§ **WRITTEN INSTRUCTION**: Output every line below exactly.

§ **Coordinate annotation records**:
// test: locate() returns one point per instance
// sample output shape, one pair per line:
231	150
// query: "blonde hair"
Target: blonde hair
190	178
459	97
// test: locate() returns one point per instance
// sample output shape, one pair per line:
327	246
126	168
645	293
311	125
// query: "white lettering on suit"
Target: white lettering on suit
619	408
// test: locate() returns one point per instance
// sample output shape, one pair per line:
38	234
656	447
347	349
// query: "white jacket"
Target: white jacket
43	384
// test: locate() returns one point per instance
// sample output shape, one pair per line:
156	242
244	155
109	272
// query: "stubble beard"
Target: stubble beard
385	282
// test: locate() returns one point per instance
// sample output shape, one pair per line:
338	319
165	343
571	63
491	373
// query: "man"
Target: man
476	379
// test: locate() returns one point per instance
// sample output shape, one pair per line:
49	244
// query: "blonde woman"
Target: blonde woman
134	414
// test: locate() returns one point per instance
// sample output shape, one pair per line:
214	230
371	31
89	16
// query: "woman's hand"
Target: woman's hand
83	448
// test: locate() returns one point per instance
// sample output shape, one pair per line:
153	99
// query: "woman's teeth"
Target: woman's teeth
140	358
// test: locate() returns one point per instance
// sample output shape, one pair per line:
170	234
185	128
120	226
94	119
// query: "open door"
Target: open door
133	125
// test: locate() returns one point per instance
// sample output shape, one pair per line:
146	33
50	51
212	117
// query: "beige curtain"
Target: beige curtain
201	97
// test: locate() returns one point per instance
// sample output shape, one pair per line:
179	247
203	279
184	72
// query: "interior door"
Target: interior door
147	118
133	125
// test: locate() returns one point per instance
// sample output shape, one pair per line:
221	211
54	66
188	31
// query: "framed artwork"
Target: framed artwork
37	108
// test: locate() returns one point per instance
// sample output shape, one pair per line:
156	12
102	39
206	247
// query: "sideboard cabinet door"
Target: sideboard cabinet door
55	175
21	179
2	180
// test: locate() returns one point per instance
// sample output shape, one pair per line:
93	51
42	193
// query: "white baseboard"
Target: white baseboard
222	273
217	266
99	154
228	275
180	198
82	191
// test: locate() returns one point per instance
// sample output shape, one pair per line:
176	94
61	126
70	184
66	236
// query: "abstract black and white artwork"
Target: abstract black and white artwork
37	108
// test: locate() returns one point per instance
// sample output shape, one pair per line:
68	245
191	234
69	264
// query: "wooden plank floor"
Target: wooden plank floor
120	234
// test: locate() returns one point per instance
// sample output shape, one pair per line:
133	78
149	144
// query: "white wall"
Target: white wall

§ **THE RESULT**:
// test: locate() returns one point per instance
// sample output shape, one pair per line:
231	150
// query: "blonde hair"
Target: blonde hair
190	178
459	97
// test: locate() returns one point per instance
// sample output shape, one pair per line:
327	246
126	168
645	293
311	125
// query: "white lettering on suit"
Target: white lettering on suit
619	408
// test: locate() returns one point per instance
// sample output shape, one pair per line:
38	234
656	447
347	349
// query: "white jacket"
Target: white jacket
43	384
// test: locate() returns one point per instance
// sample output shape, one pair per line:
156	242
244	155
109	272
// query: "stubble beard"
Target: stubble beard
385	282
// test: locate() returns one point per instance
// sample output shape, one pair per line:
338	319
165	343
571	63
491	373
// query: "man"
Target: man
476	379
// test: locate() returns one point per instance
// sample output shape, one pair per line:
49	244
// query: "blonde woman"
Target: blonde woman
134	414
// test: locate() returns one point per instance
// sample output shape, one pair per line:
214	230
371	31
89	16
// query: "woman's hand"
Target: woman's hand
83	448
// test: locate() returns one point per instance
// sample output shape, one pair per line:
153	99
// query: "woman's teeth"
Target: woman's teeth
140	358
// test: locate() returns one point per instance
// sample output shape, one pair per line:
170	234
185	128
120	226
94	119
// query: "open door"
Target: open door
133	125
// test: locate() returns one point per instance
// sample output shape, one pair per line:
146	33
50	51
212	117
// query: "beige curtain"
Target: beige curtain
201	97
// test: locate() returns one point per instance
// sample output shape, one pair per line:
179	247
203	279
184	72
// query: "interior door"
Target: interior door
147	118
133	125
// test: locate() returns one point per instance
// sample output shape, one pair per line:
221	211
54	66
188	31
// query: "framed artwork"
Target: framed artwork
37	108
// test: locate() returns one point per instance
// sample output shape, one pair per line:
156	12
102	39
206	247
// query: "sideboard cabinet door"
Target: sideboard cabinet door
55	175
21	179
2	180
// test: locate() returns one point per instance
// sample output shape, one pair per line:
93	51
42	193
// query: "white baseboard"
Target: white baseboard
222	273
217	266
99	154
228	275
180	198
82	191
// test: locate() returns one point per instance
// sample output shape, one pair per line:
176	94
61	126
70	184
66	236
// query: "abstract black and white artwork"
Target: abstract black and white artwork
37	108
// test: locate() returns one point per instance
// sample output shape, one pair per line:
68	245
191	234
69	264
// query: "wooden plank floor"
Target: wooden plank floor
120	234
// test: locate() returns one point per instance
// sample output shape, one pair per line:
133	78
149	144
// query: "white wall"
Target: white wall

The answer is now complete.